▸ **WRITTEN REQUEST**: Reproduce word for word the items from the line containing "Mark the bush, one point per instance." through the last of the items below, and leave the pictures out of your answer.

• • •

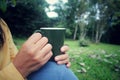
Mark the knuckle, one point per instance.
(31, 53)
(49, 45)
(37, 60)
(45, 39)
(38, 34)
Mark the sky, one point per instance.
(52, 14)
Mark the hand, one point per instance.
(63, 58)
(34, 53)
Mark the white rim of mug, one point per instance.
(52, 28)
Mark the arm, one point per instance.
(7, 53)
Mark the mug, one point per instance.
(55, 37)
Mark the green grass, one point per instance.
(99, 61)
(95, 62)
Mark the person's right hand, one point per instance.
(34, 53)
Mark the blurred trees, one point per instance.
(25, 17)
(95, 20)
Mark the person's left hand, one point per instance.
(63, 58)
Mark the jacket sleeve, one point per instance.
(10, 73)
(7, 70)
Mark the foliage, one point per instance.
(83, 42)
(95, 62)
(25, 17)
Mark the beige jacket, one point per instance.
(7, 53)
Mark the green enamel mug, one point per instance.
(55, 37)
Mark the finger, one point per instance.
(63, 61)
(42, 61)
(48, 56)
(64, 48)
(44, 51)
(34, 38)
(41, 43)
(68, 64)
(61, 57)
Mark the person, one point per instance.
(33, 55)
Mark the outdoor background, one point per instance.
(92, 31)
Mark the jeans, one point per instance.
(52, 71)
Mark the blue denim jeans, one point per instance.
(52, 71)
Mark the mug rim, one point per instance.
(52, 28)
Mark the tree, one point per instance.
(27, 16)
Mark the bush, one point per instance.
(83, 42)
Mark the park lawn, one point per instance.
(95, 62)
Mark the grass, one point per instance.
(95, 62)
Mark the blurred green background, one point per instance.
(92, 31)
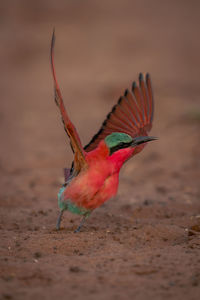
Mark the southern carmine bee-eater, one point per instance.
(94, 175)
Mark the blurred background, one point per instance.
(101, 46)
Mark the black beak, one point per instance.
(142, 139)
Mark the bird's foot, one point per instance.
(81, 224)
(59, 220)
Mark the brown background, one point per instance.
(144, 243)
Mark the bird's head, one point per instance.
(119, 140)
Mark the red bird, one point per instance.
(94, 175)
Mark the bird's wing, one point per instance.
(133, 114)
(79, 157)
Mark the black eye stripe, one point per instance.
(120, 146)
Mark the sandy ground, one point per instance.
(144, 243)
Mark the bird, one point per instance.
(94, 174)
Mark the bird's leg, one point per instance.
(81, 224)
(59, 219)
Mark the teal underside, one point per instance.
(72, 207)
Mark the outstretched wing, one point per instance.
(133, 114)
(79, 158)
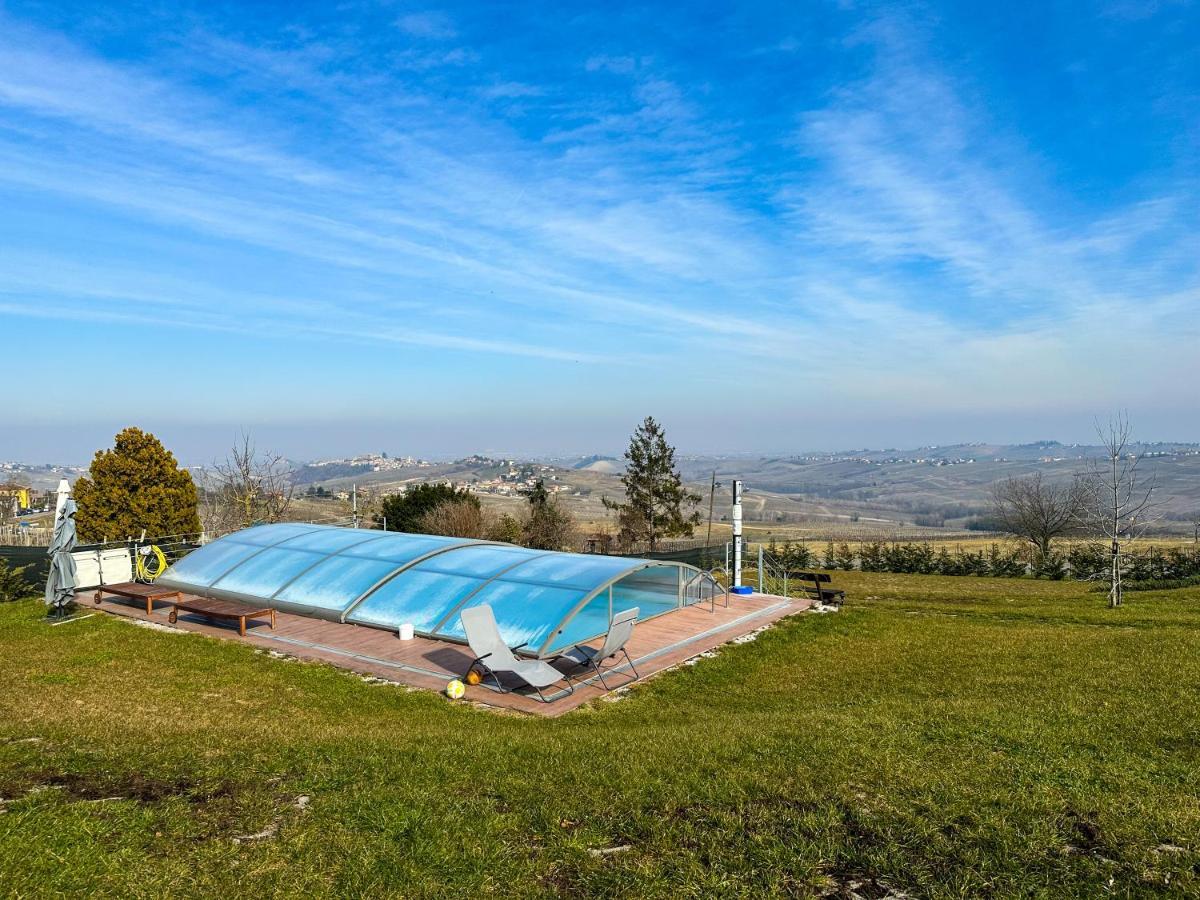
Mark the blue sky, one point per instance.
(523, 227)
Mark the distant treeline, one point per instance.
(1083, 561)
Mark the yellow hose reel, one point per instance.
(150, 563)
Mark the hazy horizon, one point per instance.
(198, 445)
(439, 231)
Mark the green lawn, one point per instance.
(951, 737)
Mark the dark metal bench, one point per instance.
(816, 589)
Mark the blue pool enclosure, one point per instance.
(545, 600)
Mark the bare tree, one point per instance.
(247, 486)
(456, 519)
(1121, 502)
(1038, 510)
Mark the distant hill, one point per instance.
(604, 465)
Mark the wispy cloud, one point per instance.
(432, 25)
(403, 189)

• • •

▸ **FULL SOLUTION**:
Mark the bush, one point per instance.
(83, 42)
Mark the park lawn, one point per instance.
(95, 62)
Mark the grass, one point per instance.
(95, 62)
Mark the blurred green background, one point per instance.
(92, 31)
Mark the southern carmine bee-eater, one point per instance.
(94, 175)
Mark the blurred background, one point per instance.
(101, 46)
Mark the black beak, one point per instance.
(142, 139)
Mark the bird's foot, one point per instance.
(81, 224)
(59, 220)
Mark the brown background, one point per instance.
(144, 243)
Mark the bird's head, one point per instance.
(119, 140)
Mark the red bird, one point per instance.
(94, 175)
Mark the bird's wing, one point per instance.
(133, 114)
(79, 157)
Mark the black eye stripe, one point per instance.
(120, 146)
Mark the sandy ground, one point per instance.
(144, 243)
Mark the bird, one point per instance.
(94, 174)
Mark the bird's leg, one point per instance.
(81, 224)
(59, 219)
Mark the teal underside, one point per instance.
(72, 207)
Mark the outstretched wing, one point per instance.
(133, 114)
(79, 158)
Mark the blue sky, one point per instance.
(523, 227)
Mark the distant treeline, one point per instance.
(1083, 561)
Mark the yellow hose reel, one point per instance.
(150, 563)
Mark the hazy horizon, one point per instance.
(198, 445)
(439, 231)
Mark the green lawn, one point per instance.
(951, 737)
Mark the dark metal bench, one point per instance.
(816, 589)
Mark the blue pool enclosure, one point per instance.
(545, 600)
Mark the bare tree, one point per instance.
(247, 486)
(456, 519)
(1121, 502)
(1038, 510)
Mark the distant hill, one point per instance.
(604, 465)
Mark the wispy cloud, one point per instance.
(432, 25)
(403, 189)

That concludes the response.